**GIVEN TASK A:**
Gather every line of the records below that contains the string "pool", matching case exactly.

--- BEGIN SELECTED TEXT ---

The Merge Engine merges a new version of data into a given archive. When dealing with serialised hierarchical data formats, like XML, one usually employs a depth-first method to access the data. The problem with the nested merge approach described in Buneman et a., 2004 is that it does not manifest this natural access pattern. The reason is that in order to identify correspondences between children of merged nodes, one must read the complete subtrees of each such node. Thus, numerous passes over the data may be required to compute the nested merge outcome. If, however, the datasets are ordered according to their keys the situation is greatly alleviated. Assuming an ascending order, whenever two nodes are merged, one can follow a more traditional merge approach: sequentially scan the nodes' children and compare their values. The child with the smaller value is output (including the complete subtree rooted underneath it) to the new archive, after being annotated with the proper timestamp. This procedure ensures a total ordering among all children of any node. In case nodes with equal key values are encountered, we recursively merge their children. The described procedure ensures that the archive is always sorted on node keys. More importantly, only the incoming version has to be sorted in advance to performing nested merge.

--- END SELECTED TEXT ---
--- BEGIN EXTRACTED RECORDS ---

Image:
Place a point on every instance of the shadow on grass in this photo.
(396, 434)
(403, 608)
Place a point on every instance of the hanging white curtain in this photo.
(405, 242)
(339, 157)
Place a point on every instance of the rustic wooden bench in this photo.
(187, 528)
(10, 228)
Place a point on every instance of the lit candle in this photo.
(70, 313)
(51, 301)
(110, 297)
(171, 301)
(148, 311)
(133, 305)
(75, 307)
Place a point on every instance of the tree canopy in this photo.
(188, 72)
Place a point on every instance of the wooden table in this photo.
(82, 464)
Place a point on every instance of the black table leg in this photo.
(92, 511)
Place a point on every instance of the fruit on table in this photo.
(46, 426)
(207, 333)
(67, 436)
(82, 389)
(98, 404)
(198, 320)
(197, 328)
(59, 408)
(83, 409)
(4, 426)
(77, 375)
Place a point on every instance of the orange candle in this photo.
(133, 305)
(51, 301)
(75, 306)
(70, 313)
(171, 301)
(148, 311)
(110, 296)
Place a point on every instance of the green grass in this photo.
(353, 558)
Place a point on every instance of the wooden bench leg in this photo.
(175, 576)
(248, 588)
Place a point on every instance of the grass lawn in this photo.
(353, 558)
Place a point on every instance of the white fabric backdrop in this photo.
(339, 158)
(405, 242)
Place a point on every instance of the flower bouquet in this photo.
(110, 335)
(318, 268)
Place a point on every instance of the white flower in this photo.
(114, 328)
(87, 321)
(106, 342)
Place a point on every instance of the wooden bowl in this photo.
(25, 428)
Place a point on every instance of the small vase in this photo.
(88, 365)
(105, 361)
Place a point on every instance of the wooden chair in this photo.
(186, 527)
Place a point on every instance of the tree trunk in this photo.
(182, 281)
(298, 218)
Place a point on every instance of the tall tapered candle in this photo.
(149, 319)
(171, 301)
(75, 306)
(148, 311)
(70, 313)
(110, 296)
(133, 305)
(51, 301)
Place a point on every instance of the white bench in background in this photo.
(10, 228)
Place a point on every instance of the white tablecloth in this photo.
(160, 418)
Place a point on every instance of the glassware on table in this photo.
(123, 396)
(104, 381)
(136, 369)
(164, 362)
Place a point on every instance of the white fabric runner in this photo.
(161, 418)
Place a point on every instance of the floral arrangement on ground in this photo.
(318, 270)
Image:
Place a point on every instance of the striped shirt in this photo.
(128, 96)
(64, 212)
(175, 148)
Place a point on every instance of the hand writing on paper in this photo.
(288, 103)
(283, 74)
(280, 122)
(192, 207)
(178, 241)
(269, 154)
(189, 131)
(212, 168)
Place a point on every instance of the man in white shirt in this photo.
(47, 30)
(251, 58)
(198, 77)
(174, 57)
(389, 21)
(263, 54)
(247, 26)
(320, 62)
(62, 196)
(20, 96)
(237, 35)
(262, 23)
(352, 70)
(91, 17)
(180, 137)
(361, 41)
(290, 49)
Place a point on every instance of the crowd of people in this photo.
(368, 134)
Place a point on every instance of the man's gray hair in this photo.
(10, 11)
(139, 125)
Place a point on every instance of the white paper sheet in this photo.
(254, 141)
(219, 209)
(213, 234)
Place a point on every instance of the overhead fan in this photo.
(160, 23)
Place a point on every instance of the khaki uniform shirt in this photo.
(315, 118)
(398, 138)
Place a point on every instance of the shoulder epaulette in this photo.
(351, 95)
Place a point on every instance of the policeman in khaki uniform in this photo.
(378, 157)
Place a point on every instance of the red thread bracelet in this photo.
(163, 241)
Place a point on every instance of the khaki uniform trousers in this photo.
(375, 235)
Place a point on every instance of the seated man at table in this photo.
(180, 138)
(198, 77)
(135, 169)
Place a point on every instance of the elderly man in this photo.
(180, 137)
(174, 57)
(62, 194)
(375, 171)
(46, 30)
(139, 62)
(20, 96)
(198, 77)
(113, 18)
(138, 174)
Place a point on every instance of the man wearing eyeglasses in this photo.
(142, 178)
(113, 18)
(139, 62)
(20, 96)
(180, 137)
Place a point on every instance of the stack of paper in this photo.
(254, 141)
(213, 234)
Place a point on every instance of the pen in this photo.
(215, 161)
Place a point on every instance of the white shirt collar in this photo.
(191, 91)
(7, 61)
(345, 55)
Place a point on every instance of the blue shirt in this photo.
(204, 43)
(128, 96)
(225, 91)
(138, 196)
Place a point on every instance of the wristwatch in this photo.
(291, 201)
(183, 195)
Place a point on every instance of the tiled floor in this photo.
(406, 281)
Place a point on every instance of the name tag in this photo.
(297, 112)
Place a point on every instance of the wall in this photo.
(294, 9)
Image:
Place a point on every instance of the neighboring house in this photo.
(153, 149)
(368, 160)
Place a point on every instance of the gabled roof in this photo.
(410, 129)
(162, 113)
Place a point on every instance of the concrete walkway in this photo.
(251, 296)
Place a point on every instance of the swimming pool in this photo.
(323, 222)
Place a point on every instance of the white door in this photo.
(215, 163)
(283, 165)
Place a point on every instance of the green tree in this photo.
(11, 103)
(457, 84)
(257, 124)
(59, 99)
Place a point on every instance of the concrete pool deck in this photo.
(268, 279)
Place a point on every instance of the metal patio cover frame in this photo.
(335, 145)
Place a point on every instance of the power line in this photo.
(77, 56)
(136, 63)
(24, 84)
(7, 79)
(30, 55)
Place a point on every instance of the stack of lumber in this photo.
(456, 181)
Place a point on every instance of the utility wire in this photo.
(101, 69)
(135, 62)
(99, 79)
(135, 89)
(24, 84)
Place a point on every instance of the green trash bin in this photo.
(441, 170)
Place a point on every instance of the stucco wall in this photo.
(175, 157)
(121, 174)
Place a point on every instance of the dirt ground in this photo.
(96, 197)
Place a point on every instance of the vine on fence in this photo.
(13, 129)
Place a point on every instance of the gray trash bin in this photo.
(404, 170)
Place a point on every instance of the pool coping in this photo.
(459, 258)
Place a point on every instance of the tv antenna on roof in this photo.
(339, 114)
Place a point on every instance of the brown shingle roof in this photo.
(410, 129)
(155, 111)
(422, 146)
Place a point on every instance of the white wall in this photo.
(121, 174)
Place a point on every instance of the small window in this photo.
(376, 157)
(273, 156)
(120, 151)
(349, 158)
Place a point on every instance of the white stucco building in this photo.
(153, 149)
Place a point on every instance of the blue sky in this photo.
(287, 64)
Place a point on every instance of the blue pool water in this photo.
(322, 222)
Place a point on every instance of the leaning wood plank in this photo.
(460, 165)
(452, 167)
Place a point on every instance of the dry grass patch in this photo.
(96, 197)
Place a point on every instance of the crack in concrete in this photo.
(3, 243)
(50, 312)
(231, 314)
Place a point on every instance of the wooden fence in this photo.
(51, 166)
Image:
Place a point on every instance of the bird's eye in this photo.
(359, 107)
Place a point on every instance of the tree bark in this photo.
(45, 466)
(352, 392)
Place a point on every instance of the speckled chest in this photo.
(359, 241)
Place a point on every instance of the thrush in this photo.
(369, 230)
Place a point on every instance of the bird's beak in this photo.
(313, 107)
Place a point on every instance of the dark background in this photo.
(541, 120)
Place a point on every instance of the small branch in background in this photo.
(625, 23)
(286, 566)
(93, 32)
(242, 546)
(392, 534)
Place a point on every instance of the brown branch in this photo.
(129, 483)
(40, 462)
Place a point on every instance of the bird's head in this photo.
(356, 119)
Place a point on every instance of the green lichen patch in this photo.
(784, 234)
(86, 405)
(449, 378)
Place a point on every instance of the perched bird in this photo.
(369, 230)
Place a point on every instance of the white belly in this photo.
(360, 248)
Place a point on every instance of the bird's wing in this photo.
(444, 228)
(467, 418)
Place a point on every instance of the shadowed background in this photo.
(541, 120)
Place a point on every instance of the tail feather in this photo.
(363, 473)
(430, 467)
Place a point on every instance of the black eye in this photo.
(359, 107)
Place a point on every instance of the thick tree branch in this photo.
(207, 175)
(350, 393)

--- END EXTRACTED RECORDS ---

**GIVEN TASK B:**
Resume the passage on the Merge Engine from where it stops.

**EXPECTED ANSWER A:**
Place a point on every instance of the swimming pool in this photo.
Place a point on every instance of the concrete pool deck in this photo.
Place a point on every instance of the pool coping in this photo.
Place a point on every instance of the blue pool water in this photo.

**EXPECTED ANSWER B:**
The common approach for sorting large datasets in external memory is external merge sort. External merge sort splits the dataset into multiple sorted runs during a single pass over the data. Runs are then merged to generate the sorted output. Depending on the number of runs created in the first phase, merging may require multiple passes over the data. Splitting hierarchical data is, however, not straightforward. We developed an algorithm that ''vertically'' splits a hierarchical document into sorted runs (Koltsidas et al, 2008). We start by reading the portion of the document that fits into main memory and sort the data. Unkeyed nodes are pushed to the end of their parent node in document order. We output the tree as a sorted run. We keep all those node in memory whose children have not been read completely and read the next portion of the tree. By duplicating incomplete nodes we ensure that each run represents a proper tree rooted under the same original root node. Sorted runs are then merged to form the sorted document. Our experiments show that our algorithm is superior to existing bottom-up approaches, that collapse the tree into files of sorted subtrees. The reason is that the reconstruction phase of such algorithms accesses the subtree files in random order, which incurs an I/O penalty.

We utilize our sorting algorithm and modify the nested merge algorithm in Buneman et a., 2004 to overcome restrictions on archive sizes. After assigning key values to the nodes in the archive and the input document, we sort the document on node key values and merge the archive and the sorted document into a new archive version. We merge sorted runs directly with the archive whenever the number of runs allows to be merged in a single pass.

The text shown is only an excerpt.